Your output should be the complete listing, repeated exactly.

GIVEN INFORMATION:
:::
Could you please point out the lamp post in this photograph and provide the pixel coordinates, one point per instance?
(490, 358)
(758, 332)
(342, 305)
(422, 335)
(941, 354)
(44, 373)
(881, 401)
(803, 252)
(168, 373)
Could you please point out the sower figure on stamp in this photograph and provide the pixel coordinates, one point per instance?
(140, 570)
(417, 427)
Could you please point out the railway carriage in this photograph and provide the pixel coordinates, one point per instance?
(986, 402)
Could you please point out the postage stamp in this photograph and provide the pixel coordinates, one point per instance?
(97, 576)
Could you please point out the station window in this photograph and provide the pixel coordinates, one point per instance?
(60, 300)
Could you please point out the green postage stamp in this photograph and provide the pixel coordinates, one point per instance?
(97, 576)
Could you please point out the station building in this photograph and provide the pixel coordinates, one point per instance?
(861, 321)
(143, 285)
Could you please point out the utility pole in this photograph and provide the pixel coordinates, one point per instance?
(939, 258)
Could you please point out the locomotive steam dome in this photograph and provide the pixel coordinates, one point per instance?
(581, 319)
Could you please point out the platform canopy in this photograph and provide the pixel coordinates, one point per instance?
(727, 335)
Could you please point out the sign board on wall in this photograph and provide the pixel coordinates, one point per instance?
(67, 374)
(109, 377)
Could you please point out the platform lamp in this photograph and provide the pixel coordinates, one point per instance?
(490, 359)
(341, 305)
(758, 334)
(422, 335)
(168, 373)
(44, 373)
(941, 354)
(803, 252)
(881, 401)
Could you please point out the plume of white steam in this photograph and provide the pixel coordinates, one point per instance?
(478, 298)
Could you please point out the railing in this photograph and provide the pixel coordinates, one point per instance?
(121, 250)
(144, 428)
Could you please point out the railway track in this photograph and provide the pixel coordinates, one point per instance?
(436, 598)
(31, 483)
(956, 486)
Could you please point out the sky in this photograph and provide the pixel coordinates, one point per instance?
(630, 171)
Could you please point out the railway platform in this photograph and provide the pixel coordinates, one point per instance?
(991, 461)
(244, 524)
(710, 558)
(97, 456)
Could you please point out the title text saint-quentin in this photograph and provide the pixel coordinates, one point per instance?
:::
TASK RESPONSE:
Could you please point out the lamp post in this photograph and provide the pixel coordinates, one point per instance?
(490, 358)
(758, 332)
(342, 305)
(422, 335)
(941, 354)
(44, 373)
(881, 401)
(803, 252)
(168, 373)
Could you please point out the sower figure on stamp in this photograph and provide the pixel coordinates, one point per instance?
(140, 570)
(417, 427)
Could you please point out the railway carriage in this photograph and provide the pixel coordinates, one point per instance?
(986, 402)
Could you please point out the postage stamp in this photograph and provide the pixel coordinates, one point per instance?
(97, 576)
Could you please point out the station window in this photograph and provide the pixel coordinates, one point per instance?
(60, 300)
Could you please point out the green postage stamp in this photograph and provide the pixel coordinates, one point per instance?
(97, 576)
Could you please point out the station building in this photograph and provide the pixel coordinates, one point per instance?
(861, 321)
(143, 285)
Could you please point out the utility pole in this photograph and provide the pixel coordinates, one point per instance?
(939, 258)
Could you please point out the locomotive steam dome in this photograph and provide the pixel coordinates, one point per instance?
(581, 319)
Could you please point out the platform canopy in this photograph and provide the pixel coordinates, one point per instance?
(727, 335)
Could you please point out the sign board on wall in this photograph and provide the pixel coordinates, one point per instance?
(67, 374)
(109, 377)
Could you please point out the platform lamp in this photograph and provide the pixel coordinates, one point per instance?
(490, 359)
(341, 305)
(758, 334)
(422, 335)
(168, 373)
(44, 373)
(941, 354)
(803, 252)
(881, 401)
Could you please point out the plume of white steam in this photograph and provide the pixel coordinates, one point per instance?
(478, 298)
Could you please point out the railing in this photograph and provide the pixel coordinates, one point per instance?
(121, 250)
(144, 428)
Could you please point out the railway track in this photograph and provide the pixel coordinates, one point per instance?
(436, 598)
(31, 483)
(956, 486)
Could you please point out the sky in this photograph and provide the pixel coordinates, one point per instance?
(630, 171)
Could you please point out the railway platform in this photograph and provide the pixel coordinates, one point per instance?
(991, 461)
(244, 524)
(710, 558)
(97, 456)
Could you please point out the title text saint-quentin in this photograph and provide the pixel coordinates, one point per instance?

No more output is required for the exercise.